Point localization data
· · · · ·

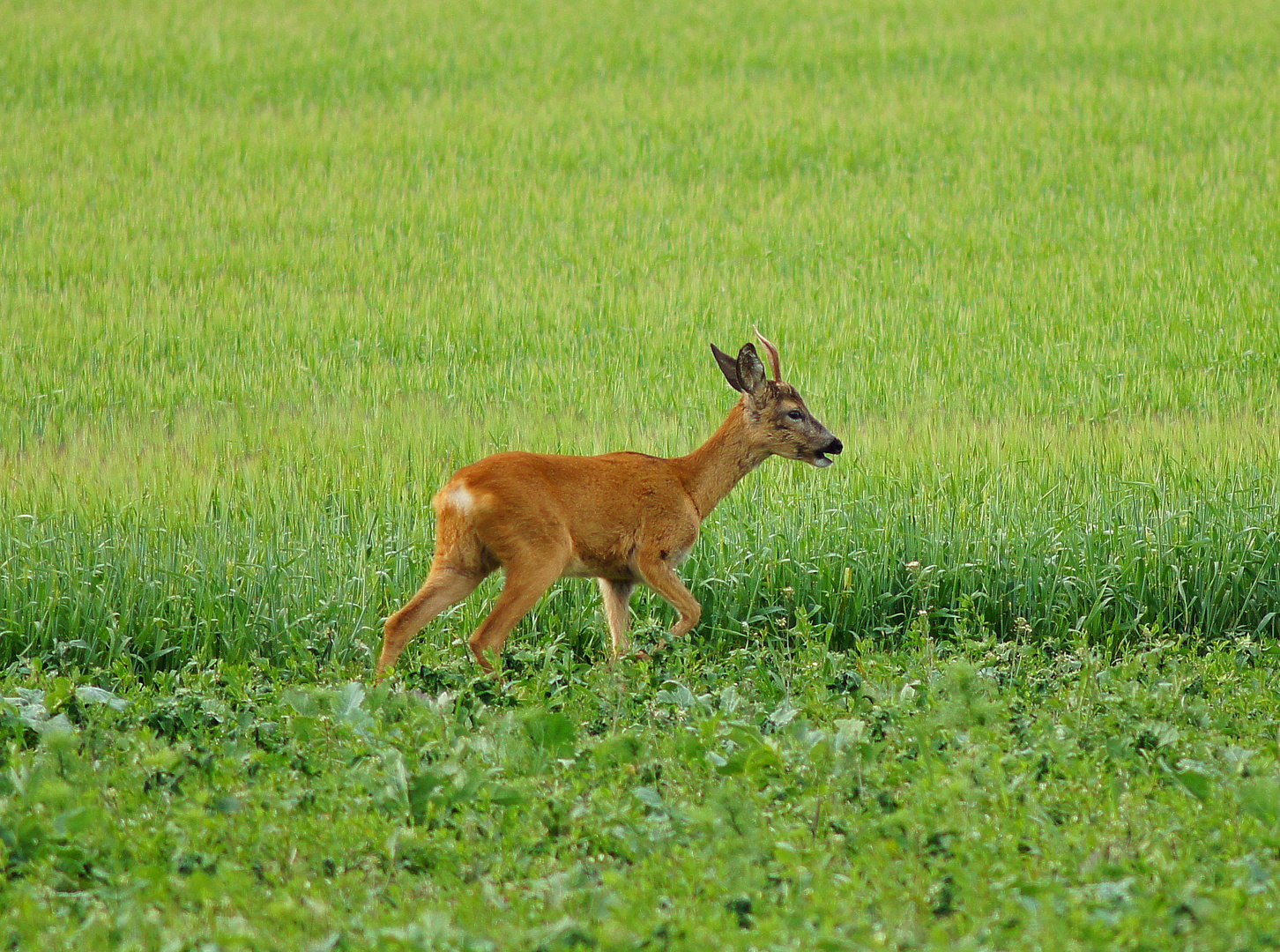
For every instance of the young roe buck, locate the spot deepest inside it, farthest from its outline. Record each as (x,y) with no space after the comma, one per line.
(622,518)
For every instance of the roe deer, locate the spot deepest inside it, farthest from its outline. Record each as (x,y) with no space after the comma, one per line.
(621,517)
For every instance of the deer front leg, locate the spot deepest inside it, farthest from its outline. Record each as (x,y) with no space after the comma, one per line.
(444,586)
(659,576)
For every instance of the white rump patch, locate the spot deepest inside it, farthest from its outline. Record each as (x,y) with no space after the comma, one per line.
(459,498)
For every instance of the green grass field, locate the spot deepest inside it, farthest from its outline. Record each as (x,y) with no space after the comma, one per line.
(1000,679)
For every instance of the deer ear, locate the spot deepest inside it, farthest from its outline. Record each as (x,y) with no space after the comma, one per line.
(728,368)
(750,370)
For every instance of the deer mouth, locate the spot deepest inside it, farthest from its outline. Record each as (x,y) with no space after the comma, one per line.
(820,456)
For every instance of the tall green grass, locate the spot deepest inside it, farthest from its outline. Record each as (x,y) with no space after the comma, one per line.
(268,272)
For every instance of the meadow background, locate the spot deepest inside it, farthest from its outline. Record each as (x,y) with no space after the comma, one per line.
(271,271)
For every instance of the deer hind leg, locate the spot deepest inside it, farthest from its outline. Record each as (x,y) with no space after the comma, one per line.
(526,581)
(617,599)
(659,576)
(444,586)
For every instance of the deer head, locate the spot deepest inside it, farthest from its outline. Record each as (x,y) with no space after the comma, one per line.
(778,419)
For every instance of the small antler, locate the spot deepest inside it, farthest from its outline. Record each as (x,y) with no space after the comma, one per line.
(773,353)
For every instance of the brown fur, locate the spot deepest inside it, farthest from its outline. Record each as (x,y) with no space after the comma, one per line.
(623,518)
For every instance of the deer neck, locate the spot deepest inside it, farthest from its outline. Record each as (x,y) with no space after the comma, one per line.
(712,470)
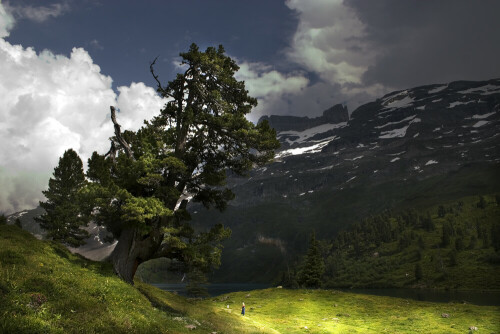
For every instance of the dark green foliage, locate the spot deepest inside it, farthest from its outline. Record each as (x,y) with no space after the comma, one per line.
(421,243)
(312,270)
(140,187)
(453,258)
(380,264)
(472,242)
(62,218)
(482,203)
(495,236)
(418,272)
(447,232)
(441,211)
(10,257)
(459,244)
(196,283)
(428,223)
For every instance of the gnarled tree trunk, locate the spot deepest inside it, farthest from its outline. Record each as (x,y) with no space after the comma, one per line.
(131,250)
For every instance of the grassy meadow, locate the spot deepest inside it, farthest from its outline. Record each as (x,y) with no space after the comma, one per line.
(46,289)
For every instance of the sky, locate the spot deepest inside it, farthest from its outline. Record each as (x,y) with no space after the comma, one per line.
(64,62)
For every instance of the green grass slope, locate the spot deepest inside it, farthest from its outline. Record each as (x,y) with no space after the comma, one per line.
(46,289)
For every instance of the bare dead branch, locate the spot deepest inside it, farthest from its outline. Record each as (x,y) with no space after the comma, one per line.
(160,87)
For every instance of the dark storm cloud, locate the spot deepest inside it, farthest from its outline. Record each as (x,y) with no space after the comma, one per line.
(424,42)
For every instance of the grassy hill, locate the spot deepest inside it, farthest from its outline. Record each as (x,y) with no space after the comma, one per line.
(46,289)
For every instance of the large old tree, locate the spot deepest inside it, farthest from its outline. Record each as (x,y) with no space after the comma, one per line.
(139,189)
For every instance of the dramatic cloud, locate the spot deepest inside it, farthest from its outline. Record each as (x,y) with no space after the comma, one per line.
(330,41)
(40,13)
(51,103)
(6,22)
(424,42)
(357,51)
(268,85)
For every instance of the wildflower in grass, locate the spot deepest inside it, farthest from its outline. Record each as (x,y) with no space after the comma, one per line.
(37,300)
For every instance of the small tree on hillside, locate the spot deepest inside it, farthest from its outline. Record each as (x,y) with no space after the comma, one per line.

· · · · ·

#### About this task
The complete set of records should be written out again, pictures excluded.

#### Solution to the exercise
For every instance of the young roe buck, locate the spot deepest inside it, farthest from its outline. Record each as (x,y) with no space after the comma, one per line.
(622,518)
For every instance of the roe deer, locate the spot deepest inside it, farthest from its outline. Record each as (x,y) with no space after the comma, one per line.
(621,517)
For every instance of the deer front leg, locate the spot deepest inside it, farthest from its outline. Record each as (x,y) with no space after the comma, one per line.
(444,586)
(659,576)
For every instance of the white rump patch, locate the spot deepest inside it, farthest from its outline. Record each as (x,y) with no space after the comma, one per line.
(459,498)
For every instance of the green grass field, locate the spot deepest inside it, farthest from its outline. Record each as (x,y) with no space after the comma, one per line.
(1000,679)
For every instance of the deer ear, locate the spot deepest inside it, farthest from its outline. Record each as (x,y) with no space after the comma, one per line.
(728,368)
(750,370)
For every instance of the deer mouth, locate the spot deepest inside it, farthest from its outline. Record each as (x,y) with no space after the comma, one per line.
(820,456)
For every instance of the tall green grass, locate the spot deepest inside it, farthest from its outline. Record each as (x,y) with no space after the comma, one per line.
(268,272)
For every instance of the meadow background, locate the spot deepest inside it, farthest from its outline. Record each as (x,y) with no space after the comma, one per line.
(271,271)
For every instance of the deer hind leg, locate the spot deepest inside it, farthest from its outline. Record each as (x,y) with no space after the comma, one per line.
(526,581)
(617,599)
(659,576)
(444,586)
For every instance of the deer head, locate the spot deepest inside it, farthest from its outline. Record each as (x,y) with no space after the comma, one per line.
(778,419)
For every instance of the small antler, locate the spot deepest inside it, farthest from its outline. Record each as (x,y) with no space after the comma, one per line.
(773,353)
For every instance of the brown fur, locate the spot deepest inside it, farthest from its outline. Record each as (x,y) with no space after the comma, one per line.
(623,518)
For every instance of the deer neck, locate the spot deepest inside it, farthest from its outline. Record each as (x,y) with no space after the comma, one per line.
(712,470)
For every instance of the dark green foliage, locate the spot deepest inside it, farthest from its outline. Record each as (x,y) with no space after the comma, one per line.
(421,243)
(312,270)
(140,187)
(453,258)
(380,264)
(472,242)
(62,218)
(482,203)
(495,236)
(418,272)
(447,232)
(441,211)
(10,257)
(459,244)
(196,283)
(428,223)
For every instance of the gnarled tree trunk, locate the spot deepest inside it, farthest from its outline. Record each as (x,y) with no space after the comma, one per line.
(131,250)
For every instance of the grassy meadow, locate the spot deepest inside it, farthest from its outline. Record each as (x,y) with no space after the comma, one per line.
(46,289)
For every instance of the sky, locate the spot deepest inside it, farthest from its outline. Record each as (x,y) with no space after the comma, one per line.
(64,62)
For every instance of the green grass slope, locate the spot deepest inside it, farthest from its outline. Record each as (x,y) with no space after the comma, one per line.
(46,289)
For every instance of the bare dead branch, locate the spot deepest inside it, farthest from its outline. Record each as (x,y) with no space after the comma, one per line.
(160,87)
For every instance of the dark storm cloud, locate the spot deepest inside it, farthest from its outline. Record each as (x,y) with no space after the comma, one per line.
(424,42)
For every instance of the grassy hill, locate the spot deepest inside it, farthest from its outline. Record each as (x,y) with no space after the comma, one per line.
(46,289)
For every instance of the large old tree, locate the spot deepest inside it, farthest from its outline. Record each as (x,y) with no space after the comma, one per line.
(139,189)
For every instance of the dramatic cloud, locate the spot deepest inside it, farthest from its outline. Record each as (x,y) with no space after the comma, one per line.
(330,41)
(40,13)
(51,103)
(6,22)
(424,42)
(357,51)
(268,85)
For every instance of the wildflower in grass, locate the spot deepest inside it, farthest from its outline. Record each as (x,y) with no space after the comma, one per line.
(37,300)
For every instance of the small tree on hillside, locate the spot deepest inside it, farthest from its outline. Record each as (x,y) with no space after the comma, one per line.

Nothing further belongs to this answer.